[Try it]: Output only the lines below that start at the line containing "I would appreciate your help locating the white paint-splattered" and end at the line containing "I would appreciate your help locating the yellow", with both ends kept.

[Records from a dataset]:
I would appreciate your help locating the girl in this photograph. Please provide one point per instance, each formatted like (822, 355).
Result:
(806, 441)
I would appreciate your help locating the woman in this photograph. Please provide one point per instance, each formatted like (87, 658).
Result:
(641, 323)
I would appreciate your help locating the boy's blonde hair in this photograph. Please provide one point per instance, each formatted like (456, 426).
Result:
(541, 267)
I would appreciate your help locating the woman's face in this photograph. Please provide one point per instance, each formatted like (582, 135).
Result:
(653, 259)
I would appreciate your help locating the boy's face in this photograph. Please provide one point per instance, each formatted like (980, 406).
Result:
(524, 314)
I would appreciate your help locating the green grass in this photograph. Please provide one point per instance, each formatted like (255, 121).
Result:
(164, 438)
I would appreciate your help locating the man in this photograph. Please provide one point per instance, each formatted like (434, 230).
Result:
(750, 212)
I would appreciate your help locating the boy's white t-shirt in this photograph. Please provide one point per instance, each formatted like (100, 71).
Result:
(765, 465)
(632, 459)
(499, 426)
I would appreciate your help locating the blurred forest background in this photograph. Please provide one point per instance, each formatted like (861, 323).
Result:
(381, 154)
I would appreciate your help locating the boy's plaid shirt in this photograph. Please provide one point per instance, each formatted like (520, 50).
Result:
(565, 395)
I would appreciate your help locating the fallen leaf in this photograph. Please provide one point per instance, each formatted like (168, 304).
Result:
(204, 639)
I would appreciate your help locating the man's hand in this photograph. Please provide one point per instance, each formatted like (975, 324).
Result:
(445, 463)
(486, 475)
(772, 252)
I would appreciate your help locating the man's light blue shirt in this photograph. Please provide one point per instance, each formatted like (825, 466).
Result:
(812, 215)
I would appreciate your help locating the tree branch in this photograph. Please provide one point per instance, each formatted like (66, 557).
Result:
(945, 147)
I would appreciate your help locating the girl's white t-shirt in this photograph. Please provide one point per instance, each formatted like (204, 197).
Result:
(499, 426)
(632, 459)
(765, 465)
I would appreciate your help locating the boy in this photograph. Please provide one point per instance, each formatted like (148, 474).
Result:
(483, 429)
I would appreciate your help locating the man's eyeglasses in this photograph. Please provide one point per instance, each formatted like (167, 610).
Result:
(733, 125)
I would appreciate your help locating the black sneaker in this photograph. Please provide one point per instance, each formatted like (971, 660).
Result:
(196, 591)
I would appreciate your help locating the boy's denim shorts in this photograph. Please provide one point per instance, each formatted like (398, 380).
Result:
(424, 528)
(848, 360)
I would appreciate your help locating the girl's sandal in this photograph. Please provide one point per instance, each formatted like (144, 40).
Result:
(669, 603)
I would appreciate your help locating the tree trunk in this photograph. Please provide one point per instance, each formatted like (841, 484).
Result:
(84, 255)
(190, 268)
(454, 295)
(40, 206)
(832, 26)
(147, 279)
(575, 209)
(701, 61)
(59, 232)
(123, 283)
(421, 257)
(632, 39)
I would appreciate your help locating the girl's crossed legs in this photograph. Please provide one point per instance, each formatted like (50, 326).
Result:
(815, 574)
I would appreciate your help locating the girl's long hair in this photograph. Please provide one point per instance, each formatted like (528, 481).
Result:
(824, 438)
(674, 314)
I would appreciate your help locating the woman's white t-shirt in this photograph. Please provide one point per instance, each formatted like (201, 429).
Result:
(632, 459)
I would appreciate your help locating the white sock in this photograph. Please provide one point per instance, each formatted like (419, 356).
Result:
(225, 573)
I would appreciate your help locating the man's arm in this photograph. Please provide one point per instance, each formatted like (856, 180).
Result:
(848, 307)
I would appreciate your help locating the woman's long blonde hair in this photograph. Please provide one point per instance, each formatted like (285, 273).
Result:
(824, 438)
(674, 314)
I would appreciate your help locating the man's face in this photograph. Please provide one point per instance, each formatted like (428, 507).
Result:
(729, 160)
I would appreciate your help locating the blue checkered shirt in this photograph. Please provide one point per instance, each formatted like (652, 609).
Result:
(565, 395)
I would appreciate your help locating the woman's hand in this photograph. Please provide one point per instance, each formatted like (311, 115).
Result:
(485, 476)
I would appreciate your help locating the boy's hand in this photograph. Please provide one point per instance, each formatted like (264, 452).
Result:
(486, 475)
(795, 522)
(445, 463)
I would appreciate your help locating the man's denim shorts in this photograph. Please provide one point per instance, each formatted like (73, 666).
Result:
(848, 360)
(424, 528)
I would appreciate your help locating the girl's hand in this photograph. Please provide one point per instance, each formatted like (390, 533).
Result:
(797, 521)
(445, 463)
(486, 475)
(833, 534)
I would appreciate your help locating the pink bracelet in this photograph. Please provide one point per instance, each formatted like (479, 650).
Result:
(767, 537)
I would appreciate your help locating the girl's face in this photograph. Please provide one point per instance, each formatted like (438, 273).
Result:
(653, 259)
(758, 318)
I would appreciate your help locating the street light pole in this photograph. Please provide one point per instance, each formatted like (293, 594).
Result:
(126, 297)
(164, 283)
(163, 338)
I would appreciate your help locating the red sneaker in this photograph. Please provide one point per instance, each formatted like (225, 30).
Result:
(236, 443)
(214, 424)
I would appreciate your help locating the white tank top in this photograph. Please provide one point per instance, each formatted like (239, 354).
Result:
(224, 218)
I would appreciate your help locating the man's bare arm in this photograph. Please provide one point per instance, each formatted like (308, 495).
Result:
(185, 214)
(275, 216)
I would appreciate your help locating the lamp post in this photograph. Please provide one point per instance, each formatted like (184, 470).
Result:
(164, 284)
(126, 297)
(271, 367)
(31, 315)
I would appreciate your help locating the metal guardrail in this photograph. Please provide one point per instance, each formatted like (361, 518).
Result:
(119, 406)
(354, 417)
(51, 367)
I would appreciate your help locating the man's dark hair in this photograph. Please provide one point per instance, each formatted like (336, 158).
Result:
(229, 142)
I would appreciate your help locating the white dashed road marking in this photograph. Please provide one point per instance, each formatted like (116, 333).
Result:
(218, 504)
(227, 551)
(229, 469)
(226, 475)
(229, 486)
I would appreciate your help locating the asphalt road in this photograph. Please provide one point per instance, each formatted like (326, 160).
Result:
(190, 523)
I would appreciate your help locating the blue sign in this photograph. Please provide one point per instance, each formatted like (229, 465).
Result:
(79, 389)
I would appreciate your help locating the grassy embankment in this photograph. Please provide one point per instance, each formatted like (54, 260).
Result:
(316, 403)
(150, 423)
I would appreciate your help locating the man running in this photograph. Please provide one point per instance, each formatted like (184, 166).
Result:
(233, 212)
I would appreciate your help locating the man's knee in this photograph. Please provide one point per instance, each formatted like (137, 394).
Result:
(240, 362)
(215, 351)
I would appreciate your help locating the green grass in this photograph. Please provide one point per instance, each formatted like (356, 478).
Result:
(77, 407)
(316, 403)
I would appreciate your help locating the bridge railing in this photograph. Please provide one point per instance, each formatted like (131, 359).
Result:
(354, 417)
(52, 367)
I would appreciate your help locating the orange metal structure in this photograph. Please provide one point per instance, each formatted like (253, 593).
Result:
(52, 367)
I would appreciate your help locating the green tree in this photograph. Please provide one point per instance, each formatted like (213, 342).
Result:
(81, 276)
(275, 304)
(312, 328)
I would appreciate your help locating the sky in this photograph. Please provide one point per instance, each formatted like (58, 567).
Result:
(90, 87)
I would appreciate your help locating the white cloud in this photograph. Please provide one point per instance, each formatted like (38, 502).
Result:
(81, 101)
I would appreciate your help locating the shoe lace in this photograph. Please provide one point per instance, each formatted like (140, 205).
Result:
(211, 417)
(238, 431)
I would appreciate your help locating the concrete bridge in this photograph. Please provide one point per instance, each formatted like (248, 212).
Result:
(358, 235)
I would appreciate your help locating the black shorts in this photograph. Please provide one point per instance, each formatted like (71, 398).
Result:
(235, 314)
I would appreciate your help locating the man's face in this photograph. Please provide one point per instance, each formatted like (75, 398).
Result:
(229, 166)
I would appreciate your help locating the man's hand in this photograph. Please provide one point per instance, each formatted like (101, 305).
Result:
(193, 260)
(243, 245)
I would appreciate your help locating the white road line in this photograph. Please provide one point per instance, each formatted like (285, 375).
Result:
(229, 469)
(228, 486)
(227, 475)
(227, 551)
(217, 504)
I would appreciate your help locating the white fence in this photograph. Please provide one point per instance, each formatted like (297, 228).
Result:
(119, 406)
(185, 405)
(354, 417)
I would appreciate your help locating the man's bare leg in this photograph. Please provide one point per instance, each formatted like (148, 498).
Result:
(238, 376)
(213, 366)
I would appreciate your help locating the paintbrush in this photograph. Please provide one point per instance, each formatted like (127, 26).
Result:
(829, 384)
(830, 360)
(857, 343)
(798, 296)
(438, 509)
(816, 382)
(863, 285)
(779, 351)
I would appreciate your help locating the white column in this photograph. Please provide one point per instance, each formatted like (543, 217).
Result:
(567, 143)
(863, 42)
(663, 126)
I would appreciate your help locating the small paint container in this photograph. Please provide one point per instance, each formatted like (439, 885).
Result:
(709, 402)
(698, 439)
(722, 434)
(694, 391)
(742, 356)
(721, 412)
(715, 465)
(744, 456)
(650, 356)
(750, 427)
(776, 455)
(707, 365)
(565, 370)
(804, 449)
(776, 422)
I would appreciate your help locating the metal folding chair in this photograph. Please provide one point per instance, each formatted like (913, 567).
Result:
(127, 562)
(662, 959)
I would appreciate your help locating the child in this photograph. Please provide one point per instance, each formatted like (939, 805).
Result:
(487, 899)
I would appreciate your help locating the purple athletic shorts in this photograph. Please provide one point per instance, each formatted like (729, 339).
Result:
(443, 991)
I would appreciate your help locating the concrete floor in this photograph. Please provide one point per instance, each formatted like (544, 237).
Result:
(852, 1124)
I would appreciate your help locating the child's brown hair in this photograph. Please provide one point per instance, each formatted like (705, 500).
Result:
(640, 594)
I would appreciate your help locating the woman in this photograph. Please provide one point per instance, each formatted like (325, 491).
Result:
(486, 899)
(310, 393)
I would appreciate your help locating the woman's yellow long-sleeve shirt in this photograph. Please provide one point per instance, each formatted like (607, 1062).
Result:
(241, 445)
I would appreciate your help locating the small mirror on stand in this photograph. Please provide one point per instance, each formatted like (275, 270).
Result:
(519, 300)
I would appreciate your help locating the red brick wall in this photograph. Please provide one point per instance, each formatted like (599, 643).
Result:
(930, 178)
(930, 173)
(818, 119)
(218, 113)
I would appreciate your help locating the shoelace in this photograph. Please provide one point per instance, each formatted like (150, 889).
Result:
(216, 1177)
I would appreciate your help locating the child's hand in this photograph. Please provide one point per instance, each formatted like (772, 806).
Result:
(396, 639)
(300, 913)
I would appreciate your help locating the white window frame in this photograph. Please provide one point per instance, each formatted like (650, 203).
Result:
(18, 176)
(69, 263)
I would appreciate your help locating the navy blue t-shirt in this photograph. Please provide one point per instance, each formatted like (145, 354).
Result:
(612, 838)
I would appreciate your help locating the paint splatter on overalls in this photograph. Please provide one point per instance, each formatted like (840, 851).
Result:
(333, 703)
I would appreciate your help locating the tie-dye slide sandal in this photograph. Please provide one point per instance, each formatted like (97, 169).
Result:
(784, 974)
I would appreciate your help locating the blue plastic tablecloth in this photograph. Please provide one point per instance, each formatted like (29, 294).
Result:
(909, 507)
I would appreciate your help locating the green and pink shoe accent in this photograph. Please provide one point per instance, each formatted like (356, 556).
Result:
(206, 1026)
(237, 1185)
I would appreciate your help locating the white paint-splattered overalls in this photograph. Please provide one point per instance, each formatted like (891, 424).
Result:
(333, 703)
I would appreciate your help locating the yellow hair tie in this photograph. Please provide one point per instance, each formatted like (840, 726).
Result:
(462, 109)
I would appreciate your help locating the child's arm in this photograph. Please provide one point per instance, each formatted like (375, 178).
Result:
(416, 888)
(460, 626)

[Final answer]:
I would appreciate your help locating the white paint-splattered overalls in this photograph. Please provide one point per instance, each formatted like (891, 424).
Result:
(333, 703)
I would appreciate your help locating the yellow hair tie in this photograph. Please provide one point per instance, each formatted like (840, 726).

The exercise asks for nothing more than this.